**DOCUMENT EXCERPT**
RBS finalises Asset Protection Scheme agreement

by Gill Montia

Story link: RBS finalises Asset Protection Scheme agreement

The Treasury has published details of its final agreement with Royal Bank of Scotland (RBS) regarding the bank’s participation in the Asset Protection Scheme (APS).

Ministers say the agreement gives the taxpayer a “much-improved position” compared to the initial deal announced in February.

The final terms of the agreement, which effectively leave the bank 84% state-owned, are:

An increased first loss of £60 billion (including impairments already identified by RBS) to be borne by RBS.

A reduced asset pool of £282 billion based on RBS’s balance sheet as of 31 December 2008.

An up-front capital injection of £25.5 billion.

An annual fee of £0.7 billion for the first three years and £0.5 billion thereafter.

A potential exit fee, if RBS should leave the APS, of the larger of £2.5 billion or 10% of the actual capital relief provided by the APS less any annual fees already paid.

Removal of the undertaking, agreed by RBS in February, to forego for up to five years certain tax losses and allowances – this was estimated at a value of between £9 billion and £11 billion in RBS’s accounts.

In addition, the Government will provide a contingent capital commitment of £8 billion, only to be drawn down if RBS’s capital position should deteriorate sufficiently.

In return for the capital it is providing, including this contingent capital, the Government will receive a fee of 4% per year calculated on the basis of the unused capital commitment.

The bank will also pay the full operational costs of the Asset Protection Agency, which is being set up to protect taxpayers’ interests.

The agreement is subject to shareholder approval and State Aid approval from the European Commission.

**DIRECTIVES**
1. Reproduce the RBS agreement text from "An up-front capital" up to and including "should deteriorate sufficiently.", switching "exit fee" to "departure fee".
2. Copy out every line of the listing that contains the string "background".

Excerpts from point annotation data
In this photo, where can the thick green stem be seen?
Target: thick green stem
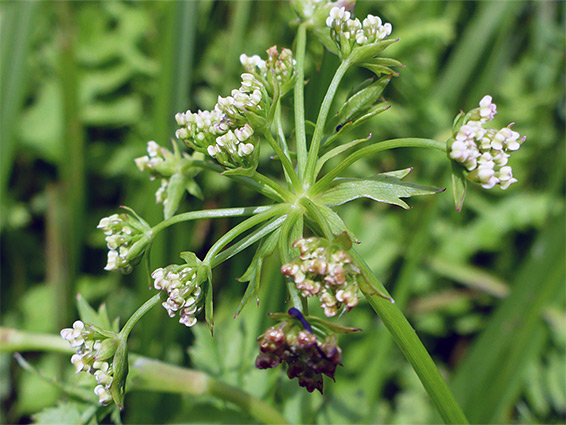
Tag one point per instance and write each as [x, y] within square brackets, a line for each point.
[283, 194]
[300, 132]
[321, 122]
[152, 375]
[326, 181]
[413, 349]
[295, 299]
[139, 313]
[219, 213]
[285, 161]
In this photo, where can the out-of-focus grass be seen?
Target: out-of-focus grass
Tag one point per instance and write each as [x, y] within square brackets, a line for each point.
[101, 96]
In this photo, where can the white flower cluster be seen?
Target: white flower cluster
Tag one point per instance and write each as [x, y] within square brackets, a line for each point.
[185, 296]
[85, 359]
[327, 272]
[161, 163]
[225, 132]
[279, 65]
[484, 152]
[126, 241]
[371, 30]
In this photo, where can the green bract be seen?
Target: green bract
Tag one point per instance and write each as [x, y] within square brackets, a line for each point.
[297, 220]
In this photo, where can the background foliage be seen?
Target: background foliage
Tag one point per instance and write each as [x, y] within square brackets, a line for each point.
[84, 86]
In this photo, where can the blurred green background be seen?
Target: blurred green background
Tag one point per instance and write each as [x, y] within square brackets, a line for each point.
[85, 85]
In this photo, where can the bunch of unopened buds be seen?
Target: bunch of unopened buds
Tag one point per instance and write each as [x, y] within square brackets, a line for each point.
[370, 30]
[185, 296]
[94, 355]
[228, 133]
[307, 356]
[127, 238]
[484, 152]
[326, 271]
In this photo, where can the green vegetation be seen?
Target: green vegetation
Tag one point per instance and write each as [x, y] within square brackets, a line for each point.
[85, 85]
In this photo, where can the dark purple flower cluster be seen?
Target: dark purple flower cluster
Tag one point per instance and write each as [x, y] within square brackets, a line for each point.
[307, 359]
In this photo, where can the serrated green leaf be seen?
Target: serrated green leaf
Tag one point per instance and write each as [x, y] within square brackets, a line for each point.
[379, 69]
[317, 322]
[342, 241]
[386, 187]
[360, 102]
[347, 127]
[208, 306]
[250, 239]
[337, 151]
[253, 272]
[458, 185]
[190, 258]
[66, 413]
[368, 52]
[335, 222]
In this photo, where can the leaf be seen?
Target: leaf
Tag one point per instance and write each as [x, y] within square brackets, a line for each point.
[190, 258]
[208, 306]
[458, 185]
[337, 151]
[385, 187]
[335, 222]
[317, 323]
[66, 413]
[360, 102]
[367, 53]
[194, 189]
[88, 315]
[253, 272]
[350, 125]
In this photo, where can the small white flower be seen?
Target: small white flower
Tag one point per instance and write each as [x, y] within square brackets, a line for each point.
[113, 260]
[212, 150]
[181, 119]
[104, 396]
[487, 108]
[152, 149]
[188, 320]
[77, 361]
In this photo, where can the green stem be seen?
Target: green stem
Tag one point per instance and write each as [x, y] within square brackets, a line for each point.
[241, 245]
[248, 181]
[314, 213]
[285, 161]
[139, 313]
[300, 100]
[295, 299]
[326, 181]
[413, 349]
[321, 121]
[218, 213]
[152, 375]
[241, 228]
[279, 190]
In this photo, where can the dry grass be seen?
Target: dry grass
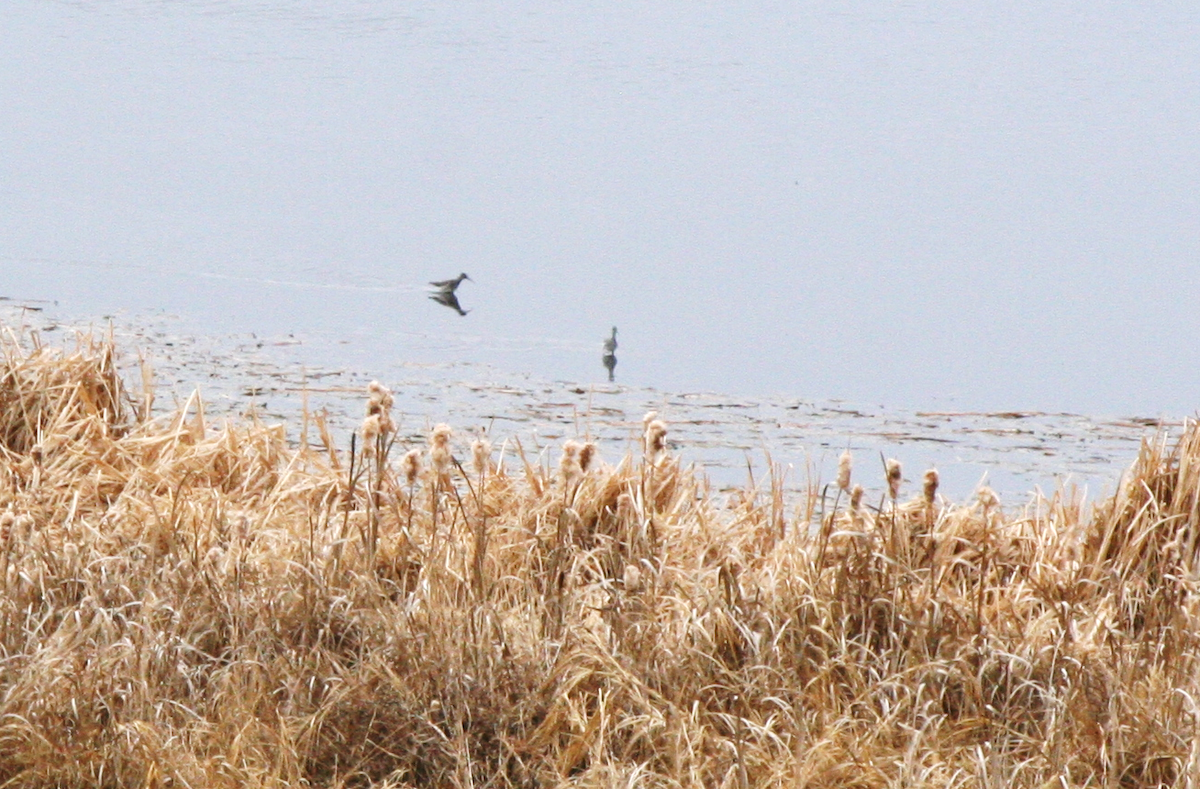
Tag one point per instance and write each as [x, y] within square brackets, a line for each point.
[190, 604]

**EXERCISE RESULTS**
1.
An up-front capital injection of £25.5 billion.

An annual fee of £0.7 billion for the first three years and £0.5 billion thereafter.

A potential departure fee, if RBS should leave the APS, of the larger of £2.5 billion or 10% of the actual capital relief provided by the APS less any annual fees already paid.

Removal of the undertaking, agreed by RBS in February, to forego for up to five years certain tax losses and allowances – this was estimated at a value of between £9 billion and £11 billion in RBS’s accounts.

In addition, the Government will provide a contingent capital commitment of £8 billion, only to be drawn down if RBS’s capital position should deteriorate sufficiently.

2.
In this photo, where can the background foliage be seen?
Target: background foliage
In this photo, where can the blurred green background be seen?
Target: blurred green background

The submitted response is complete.